======== SELECTED PASSAGE ========

Biden and Xi have not spoken since they met in Bali, Indonesia, on the sidelines of the Group of 20 Summit in November, but Biden said he would talk to Xi in the wake of the Chinese spy balloon traversing the United States in February.
When asked about the phone call between Biden and Macron, national security council spokesman John Kirby on Wednesday declined to provide further details but said the president was “grateful” that Macron called him before his trip to Beijing.
“We still urge China, that if they truly want to accelerate an end to the war, to join the rest of the international community in condemning what Mr. Putin is doing,” Kirby said.
“China has a relationship with them, so, we’ve said this before, we’d like to see them put more pressure on Mr. Putin to end this war. And if they really do believe in a sustainable peace, then they could do that.”
Europe, though, is less concerned than the U.S. is about China providing weapons to Russia, mainly because China is already buying oil and gas that help Putin’s regime stay afloat, Matthijs argued.
“I don’t think it isn’t a red line [for Europe], I just don’t think it’s something that is a very high-risk scenario. If there were to be evidence, I think Europe would get closer to the U.S.’s line on this, but they’re just not convinced the Chinese are willing to go there,” he said.
Europe itself is split on China
But not all European leaders share France’s view of China.
European Commission President Ursula von der Leyen, who accompanied Macron on his trip, has staked out a more hawkish position, calling Beijing “more repressive at home and more assertive abroad,” and saying Europe should “derisk” in its economic ties with China.
“Far from being put off by the atrocious and illegal invasion of Ukraine, President Xi is maintaining his ‘no-limits friendship’ with Putin,” von der Leyen said in major speech about China late last month.
“How China continues to interact with Putin’s war will be a determining factor for EU-China relations going forward,” she said.
Her hawkish approach is viewed as more in line with central and eastern European countries, which have split with mainstream views from France and Germany that engagement with China can help deter aggression.
Lithuania is on the frontlines of calling out China’s malintent. China decreased Lithuanian imports in 2021 by 80 percent after Vilnius deepened economic ties with Taiwan. And Czechia and Slovakia, Freudenstein said, are increasingly aligned with Vilnius.

========

According to the passage on Europe and China, by what percentage did China decrease Lithuanian imports in 2021? The lines that follow come from a separate source.

======== RECORD EXTRACTS ========

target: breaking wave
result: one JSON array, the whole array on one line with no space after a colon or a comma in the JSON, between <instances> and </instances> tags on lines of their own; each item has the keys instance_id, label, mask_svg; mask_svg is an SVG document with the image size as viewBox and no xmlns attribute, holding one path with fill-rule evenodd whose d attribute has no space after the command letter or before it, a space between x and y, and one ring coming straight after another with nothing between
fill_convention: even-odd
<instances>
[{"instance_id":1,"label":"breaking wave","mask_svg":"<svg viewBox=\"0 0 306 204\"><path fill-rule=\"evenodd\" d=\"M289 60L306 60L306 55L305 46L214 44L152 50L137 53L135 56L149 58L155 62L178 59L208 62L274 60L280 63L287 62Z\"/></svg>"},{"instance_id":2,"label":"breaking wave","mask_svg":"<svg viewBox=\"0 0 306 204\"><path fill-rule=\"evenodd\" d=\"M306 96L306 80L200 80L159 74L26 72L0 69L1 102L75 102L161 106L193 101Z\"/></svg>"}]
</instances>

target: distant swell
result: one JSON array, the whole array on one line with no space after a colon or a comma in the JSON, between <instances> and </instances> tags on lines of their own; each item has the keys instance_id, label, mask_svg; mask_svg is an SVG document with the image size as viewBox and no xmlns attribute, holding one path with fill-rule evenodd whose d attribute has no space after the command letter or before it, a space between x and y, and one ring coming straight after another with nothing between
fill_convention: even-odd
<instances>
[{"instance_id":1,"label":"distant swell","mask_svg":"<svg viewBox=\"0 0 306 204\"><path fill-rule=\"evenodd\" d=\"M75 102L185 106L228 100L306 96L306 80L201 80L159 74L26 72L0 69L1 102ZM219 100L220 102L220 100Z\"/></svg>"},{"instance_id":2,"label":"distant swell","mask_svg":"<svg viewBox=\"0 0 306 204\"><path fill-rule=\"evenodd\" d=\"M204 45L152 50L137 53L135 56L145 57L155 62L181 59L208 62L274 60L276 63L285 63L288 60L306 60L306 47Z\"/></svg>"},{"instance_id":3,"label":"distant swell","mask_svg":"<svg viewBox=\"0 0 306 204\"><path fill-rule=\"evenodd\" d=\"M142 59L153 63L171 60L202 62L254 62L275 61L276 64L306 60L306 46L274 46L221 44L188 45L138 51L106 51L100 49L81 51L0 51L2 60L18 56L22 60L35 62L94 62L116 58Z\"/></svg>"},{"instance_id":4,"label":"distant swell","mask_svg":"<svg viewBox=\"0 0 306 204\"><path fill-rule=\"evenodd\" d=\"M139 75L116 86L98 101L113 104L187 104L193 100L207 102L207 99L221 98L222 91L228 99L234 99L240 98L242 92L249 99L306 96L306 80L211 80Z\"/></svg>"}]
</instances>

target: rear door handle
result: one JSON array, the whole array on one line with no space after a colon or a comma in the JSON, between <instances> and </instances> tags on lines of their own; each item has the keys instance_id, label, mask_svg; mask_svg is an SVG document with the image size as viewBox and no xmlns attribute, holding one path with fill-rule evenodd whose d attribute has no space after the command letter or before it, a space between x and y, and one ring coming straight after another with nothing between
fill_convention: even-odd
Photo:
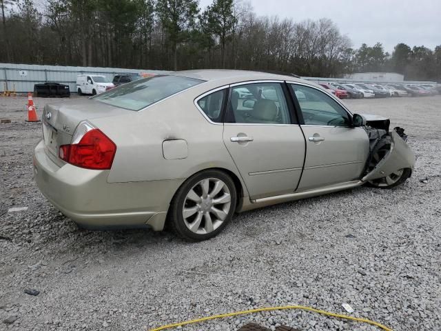
<instances>
[{"instance_id":1,"label":"rear door handle","mask_svg":"<svg viewBox=\"0 0 441 331\"><path fill-rule=\"evenodd\" d=\"M323 141L325 138L322 137L308 137L309 141Z\"/></svg>"},{"instance_id":2,"label":"rear door handle","mask_svg":"<svg viewBox=\"0 0 441 331\"><path fill-rule=\"evenodd\" d=\"M234 143L245 143L247 141L252 141L254 138L252 137L232 137L231 141Z\"/></svg>"}]
</instances>

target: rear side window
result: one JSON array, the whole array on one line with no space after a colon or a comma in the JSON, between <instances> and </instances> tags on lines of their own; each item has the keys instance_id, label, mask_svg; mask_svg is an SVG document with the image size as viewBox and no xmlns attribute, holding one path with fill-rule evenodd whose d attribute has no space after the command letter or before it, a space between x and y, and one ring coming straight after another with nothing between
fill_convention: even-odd
<instances>
[{"instance_id":1,"label":"rear side window","mask_svg":"<svg viewBox=\"0 0 441 331\"><path fill-rule=\"evenodd\" d=\"M227 94L227 90L214 92L198 100L198 106L210 121L222 122L222 110Z\"/></svg>"},{"instance_id":2,"label":"rear side window","mask_svg":"<svg viewBox=\"0 0 441 331\"><path fill-rule=\"evenodd\" d=\"M278 83L254 83L232 88L227 117L227 123L291 123L285 93Z\"/></svg>"},{"instance_id":3,"label":"rear side window","mask_svg":"<svg viewBox=\"0 0 441 331\"><path fill-rule=\"evenodd\" d=\"M204 81L180 76L153 76L122 85L93 99L115 107L139 111Z\"/></svg>"},{"instance_id":4,"label":"rear side window","mask_svg":"<svg viewBox=\"0 0 441 331\"><path fill-rule=\"evenodd\" d=\"M307 126L347 126L349 115L327 93L302 85L291 84Z\"/></svg>"}]
</instances>

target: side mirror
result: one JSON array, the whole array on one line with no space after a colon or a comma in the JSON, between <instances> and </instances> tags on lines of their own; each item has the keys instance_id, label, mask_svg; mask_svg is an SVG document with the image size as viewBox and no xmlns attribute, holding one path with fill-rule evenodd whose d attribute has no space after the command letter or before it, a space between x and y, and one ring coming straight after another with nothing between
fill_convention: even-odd
<instances>
[{"instance_id":1,"label":"side mirror","mask_svg":"<svg viewBox=\"0 0 441 331\"><path fill-rule=\"evenodd\" d=\"M360 128L366 126L366 119L362 115L354 114L352 116L352 128Z\"/></svg>"}]
</instances>

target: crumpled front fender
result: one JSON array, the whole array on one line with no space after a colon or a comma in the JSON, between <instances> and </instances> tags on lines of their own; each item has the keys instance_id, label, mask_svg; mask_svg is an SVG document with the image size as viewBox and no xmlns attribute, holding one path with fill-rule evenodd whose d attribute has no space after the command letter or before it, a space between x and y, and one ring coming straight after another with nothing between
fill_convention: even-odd
<instances>
[{"instance_id":1,"label":"crumpled front fender","mask_svg":"<svg viewBox=\"0 0 441 331\"><path fill-rule=\"evenodd\" d=\"M383 178L393 172L415 166L415 154L406 142L395 131L389 132L391 139L391 149L384 157L366 176L363 181Z\"/></svg>"}]
</instances>

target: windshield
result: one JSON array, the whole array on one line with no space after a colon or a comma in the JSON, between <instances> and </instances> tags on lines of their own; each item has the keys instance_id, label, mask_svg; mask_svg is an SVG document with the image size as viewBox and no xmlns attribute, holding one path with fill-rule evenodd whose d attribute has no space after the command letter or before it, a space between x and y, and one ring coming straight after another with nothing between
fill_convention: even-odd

========

» **SOLUTION**
By 80 percent.